EXERCISE TASK: Transcribe each of the rows below verbatim, preserving their order, wording, and punctuation.

RECORDS FOR PROCESSING:
START

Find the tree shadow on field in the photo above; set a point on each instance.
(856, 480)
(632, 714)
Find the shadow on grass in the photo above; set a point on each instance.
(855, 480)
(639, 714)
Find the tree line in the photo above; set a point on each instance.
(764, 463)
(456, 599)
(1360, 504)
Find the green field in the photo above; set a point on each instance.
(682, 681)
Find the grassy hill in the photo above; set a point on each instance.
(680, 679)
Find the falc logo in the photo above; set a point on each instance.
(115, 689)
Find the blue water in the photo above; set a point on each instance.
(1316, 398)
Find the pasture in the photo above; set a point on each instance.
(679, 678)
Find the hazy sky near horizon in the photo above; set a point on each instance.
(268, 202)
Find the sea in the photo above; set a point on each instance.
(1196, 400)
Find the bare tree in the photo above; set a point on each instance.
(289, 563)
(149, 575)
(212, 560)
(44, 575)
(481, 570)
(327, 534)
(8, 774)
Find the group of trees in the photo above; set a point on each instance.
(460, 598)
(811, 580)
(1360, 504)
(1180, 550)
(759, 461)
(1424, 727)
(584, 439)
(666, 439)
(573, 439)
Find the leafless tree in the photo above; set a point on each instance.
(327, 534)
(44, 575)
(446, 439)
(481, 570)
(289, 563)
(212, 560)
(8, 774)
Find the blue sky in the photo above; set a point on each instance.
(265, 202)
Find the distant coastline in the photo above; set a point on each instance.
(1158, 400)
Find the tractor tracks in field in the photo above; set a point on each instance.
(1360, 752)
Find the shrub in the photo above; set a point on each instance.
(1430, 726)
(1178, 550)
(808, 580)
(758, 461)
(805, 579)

END

RESULT OF THE TASK:
Find the tree shadow on field in the photo above; set a point on each instance.
(856, 480)
(632, 714)
Find the shadow on grass in the photo above; set a point on each instance.
(855, 480)
(639, 714)
Find the tree line in the photo above; set a point on each instance.
(764, 463)
(456, 599)
(1360, 504)
Find the green field in the photo above; set a point on each instance.
(682, 681)
Find the grassy hill in the photo above; set a point on each instance.
(680, 679)
Find the falc logo in the photo above; set a point on each instance.
(115, 689)
Find the blue water in the photo above; set a point on each instance.
(1316, 398)
Find the pasture in the photo above; set a point on each instance.
(679, 678)
Find the hazy sky near horizon in the photo above; set a point on each instance.
(268, 202)
Find the sea in the photo above; set a point on each instance.
(1196, 400)
Find the bare tree in the photo above; set a point on each instance.
(289, 563)
(149, 575)
(212, 560)
(44, 575)
(481, 570)
(327, 534)
(8, 774)
Find the group of trees in the photo above; set a point on each instance.
(460, 598)
(811, 580)
(1360, 504)
(1180, 550)
(759, 461)
(1424, 727)
(584, 439)
(666, 439)
(573, 439)
Find the leafless tree in the photo above; set a point on each instance.
(327, 534)
(44, 575)
(446, 439)
(481, 570)
(289, 563)
(212, 560)
(8, 774)
Find the blue sky in the photo above; set a point on each instance.
(265, 202)
Find the distant coastline in the photo above; set a point on each instance.
(1158, 400)
Find the tractor tracks in field in the photo above; set a point on each instance.
(1360, 752)
Find the shrub in the photo above; set a point on each instance.
(1430, 726)
(1178, 550)
(808, 580)
(758, 461)
(805, 579)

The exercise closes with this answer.